Ship logs to Logstash with Lumberjack / Logstash Forwarder

In my previous post, I explained how to set up Logstash instances on your servers, acting as logs data shippers.

However, as you may already have noticed, Logstash instances have a non-negligible memory footprint on your servers, preventing it’s use where memory is limited. Furthermore, you must have Java installed on each platform you want to run Logstash.

This is where Logstash Forwarder (formerly Lumberjack) becomes interesting : this small tool, developed in Go, allows to securely ship compressed logs data (to a Logstash “indexer” for instance), with minimal resources usage, using the Lumberjack protocol.

I’ve hence decided to replace all of the Logstash “shipper” instances by Logstash Forwarder. This also means no more using Redis as a logs data broker, as Logstash Forwarder won’t talk with Redis (no encryption support). In consequence, if your Logstash indexer stops running, you may lose data once Logstash Forwarder’s spool max size is reached.

# # #

DIRECTIONS =
1) Answer these questions about the Logstash Forwarder post:
(a) In what language was Logstash Forwarder developed?
(b) What must be installed on each platform that runs Logstash?
(c) According to the post, why won't Logstash Forwarder talk with Redis?
2) List every piece of software, programming language, and protocol named in the Logstash Forwarder post.
3) Rewrite the Logstash Forwarder post, starting at "Ship logs to" and ending at "logs data shippers.", and switch "servers" to "hosts".

# # #

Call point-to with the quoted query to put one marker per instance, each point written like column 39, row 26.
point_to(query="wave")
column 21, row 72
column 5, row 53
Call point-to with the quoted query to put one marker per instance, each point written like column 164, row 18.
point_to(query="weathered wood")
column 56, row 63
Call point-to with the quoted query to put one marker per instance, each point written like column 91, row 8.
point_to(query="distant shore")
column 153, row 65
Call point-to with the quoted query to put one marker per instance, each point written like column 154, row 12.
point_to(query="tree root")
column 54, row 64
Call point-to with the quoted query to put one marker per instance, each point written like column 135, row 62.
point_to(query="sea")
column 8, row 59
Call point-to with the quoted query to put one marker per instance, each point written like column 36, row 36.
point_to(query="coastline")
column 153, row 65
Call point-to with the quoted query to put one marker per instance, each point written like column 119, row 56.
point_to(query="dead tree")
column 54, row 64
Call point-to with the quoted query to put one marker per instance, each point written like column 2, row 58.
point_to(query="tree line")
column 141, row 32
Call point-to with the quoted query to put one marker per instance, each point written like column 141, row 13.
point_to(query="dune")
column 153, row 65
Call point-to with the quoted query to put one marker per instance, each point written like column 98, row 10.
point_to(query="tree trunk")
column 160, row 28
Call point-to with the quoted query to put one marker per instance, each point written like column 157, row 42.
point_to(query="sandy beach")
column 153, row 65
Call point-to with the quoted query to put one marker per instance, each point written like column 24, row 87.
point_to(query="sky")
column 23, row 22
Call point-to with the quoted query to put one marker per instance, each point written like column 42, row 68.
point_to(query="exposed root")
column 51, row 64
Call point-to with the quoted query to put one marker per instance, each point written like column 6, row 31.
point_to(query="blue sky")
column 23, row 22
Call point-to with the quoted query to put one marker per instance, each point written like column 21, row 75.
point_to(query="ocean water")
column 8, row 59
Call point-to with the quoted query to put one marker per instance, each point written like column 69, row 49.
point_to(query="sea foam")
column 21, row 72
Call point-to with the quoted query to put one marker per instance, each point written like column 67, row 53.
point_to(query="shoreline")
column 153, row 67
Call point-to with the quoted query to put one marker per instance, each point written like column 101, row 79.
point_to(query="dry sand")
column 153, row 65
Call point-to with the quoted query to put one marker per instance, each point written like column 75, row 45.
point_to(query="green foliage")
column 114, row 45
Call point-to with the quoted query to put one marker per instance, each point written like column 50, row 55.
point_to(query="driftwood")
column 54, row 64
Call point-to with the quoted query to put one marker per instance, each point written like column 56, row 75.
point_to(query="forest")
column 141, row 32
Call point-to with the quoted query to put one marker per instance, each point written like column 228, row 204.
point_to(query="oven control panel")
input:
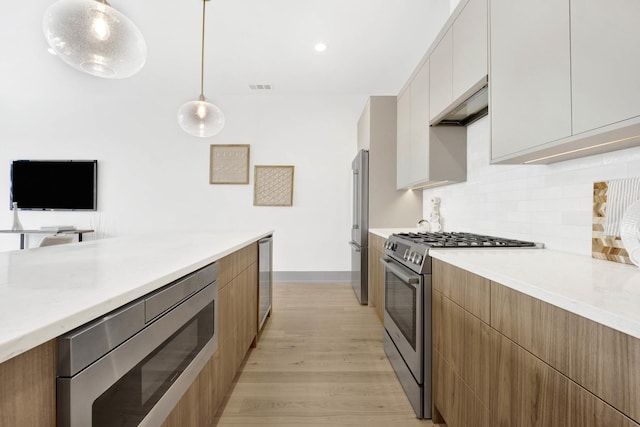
column 414, row 257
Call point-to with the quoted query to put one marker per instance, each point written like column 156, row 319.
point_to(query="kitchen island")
column 46, row 292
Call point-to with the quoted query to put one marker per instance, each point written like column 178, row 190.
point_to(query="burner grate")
column 463, row 240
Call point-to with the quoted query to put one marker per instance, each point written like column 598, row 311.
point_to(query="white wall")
column 152, row 177
column 552, row 204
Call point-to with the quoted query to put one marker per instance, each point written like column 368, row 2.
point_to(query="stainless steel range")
column 407, row 304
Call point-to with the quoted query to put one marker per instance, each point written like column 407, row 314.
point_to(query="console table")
column 23, row 232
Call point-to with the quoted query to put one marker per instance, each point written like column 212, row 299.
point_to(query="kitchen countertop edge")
column 43, row 277
column 602, row 291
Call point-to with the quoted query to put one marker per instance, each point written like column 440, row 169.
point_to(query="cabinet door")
column 403, row 143
column 419, row 124
column 441, row 78
column 526, row 392
column 605, row 64
column 470, row 40
column 530, row 92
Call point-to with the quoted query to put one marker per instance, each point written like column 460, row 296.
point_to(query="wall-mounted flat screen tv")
column 54, row 184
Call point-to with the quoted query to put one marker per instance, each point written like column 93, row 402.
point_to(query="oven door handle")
column 407, row 278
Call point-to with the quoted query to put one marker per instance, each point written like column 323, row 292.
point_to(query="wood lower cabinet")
column 237, row 319
column 461, row 348
column 603, row 361
column 529, row 364
column 376, row 274
column 28, row 381
column 28, row 388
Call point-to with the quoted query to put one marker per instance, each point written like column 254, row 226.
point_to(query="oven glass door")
column 403, row 312
column 129, row 400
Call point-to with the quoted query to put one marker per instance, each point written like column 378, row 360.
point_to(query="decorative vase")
column 17, row 226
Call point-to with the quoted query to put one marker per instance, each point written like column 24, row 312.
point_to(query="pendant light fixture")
column 201, row 118
column 93, row 37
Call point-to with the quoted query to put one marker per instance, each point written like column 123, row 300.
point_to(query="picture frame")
column 229, row 164
column 273, row 185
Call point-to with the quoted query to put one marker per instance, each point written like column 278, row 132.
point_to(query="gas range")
column 412, row 249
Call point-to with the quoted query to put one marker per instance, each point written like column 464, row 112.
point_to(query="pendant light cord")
column 204, row 4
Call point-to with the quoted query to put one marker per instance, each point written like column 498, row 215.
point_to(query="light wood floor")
column 319, row 362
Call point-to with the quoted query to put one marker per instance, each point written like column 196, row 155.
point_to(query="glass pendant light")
column 201, row 118
column 93, row 37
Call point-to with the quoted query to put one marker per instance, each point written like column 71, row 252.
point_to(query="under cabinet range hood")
column 471, row 108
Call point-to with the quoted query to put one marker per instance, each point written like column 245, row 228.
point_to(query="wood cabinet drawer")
column 604, row 361
column 468, row 290
column 233, row 264
column 454, row 399
column 526, row 392
column 463, row 341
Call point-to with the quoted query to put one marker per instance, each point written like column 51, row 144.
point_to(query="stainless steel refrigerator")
column 360, row 226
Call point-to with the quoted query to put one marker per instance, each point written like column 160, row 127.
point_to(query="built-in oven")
column 407, row 331
column 131, row 367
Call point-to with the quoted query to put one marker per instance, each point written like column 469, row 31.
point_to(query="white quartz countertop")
column 46, row 292
column 603, row 291
column 386, row 232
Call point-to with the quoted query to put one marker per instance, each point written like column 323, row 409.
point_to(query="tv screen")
column 54, row 184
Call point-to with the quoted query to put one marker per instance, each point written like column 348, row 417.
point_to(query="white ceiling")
column 373, row 45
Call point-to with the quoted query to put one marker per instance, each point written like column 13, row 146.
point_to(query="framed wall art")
column 229, row 164
column 273, row 186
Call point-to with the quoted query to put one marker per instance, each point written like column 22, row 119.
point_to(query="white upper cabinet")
column 364, row 128
column 441, row 76
column 564, row 78
column 530, row 71
column 605, row 55
column 426, row 156
column 459, row 60
column 420, row 126
column 403, row 140
column 470, row 53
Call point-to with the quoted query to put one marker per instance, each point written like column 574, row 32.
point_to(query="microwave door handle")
column 406, row 278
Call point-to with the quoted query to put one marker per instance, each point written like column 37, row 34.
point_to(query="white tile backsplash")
column 551, row 204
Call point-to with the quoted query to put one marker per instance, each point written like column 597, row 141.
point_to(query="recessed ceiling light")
column 320, row 47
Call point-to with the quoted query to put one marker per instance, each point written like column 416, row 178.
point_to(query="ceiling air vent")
column 260, row 87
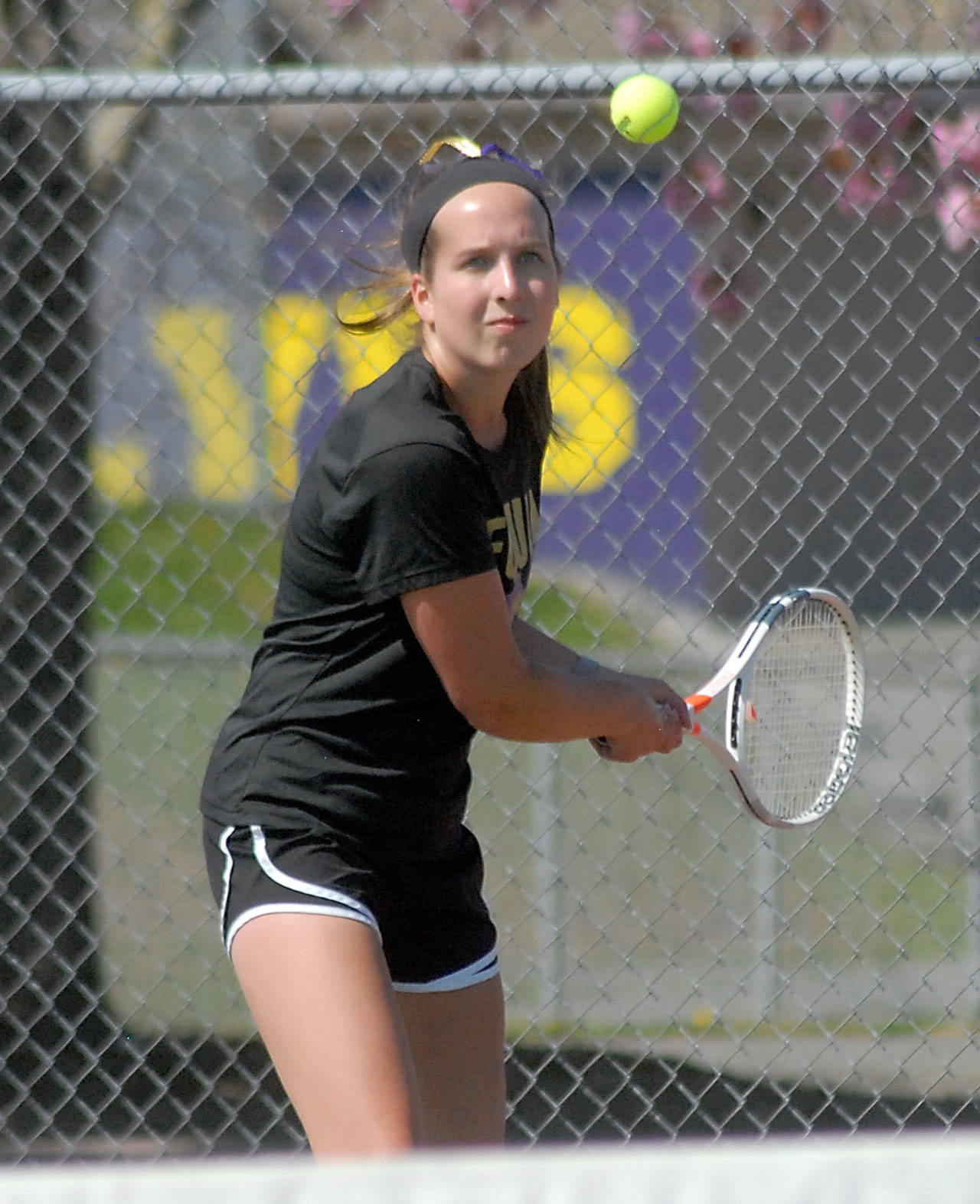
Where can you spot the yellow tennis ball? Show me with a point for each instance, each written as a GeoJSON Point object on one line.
{"type": "Point", "coordinates": [645, 109]}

# # #

TASK-BY-TASK OUTPUTS =
1)
(a) Go
(b) Java
(c) It has no encryption support.

2) Logstash, Logstash Forwarder, Lumberjack, Java, Go, Redis

3)
Ship logs to Logstash with Lumberjack / Logstash Forwarder

In my previous post, I explained how to set up Logstash instances on your hosts, acting as logs data shippers.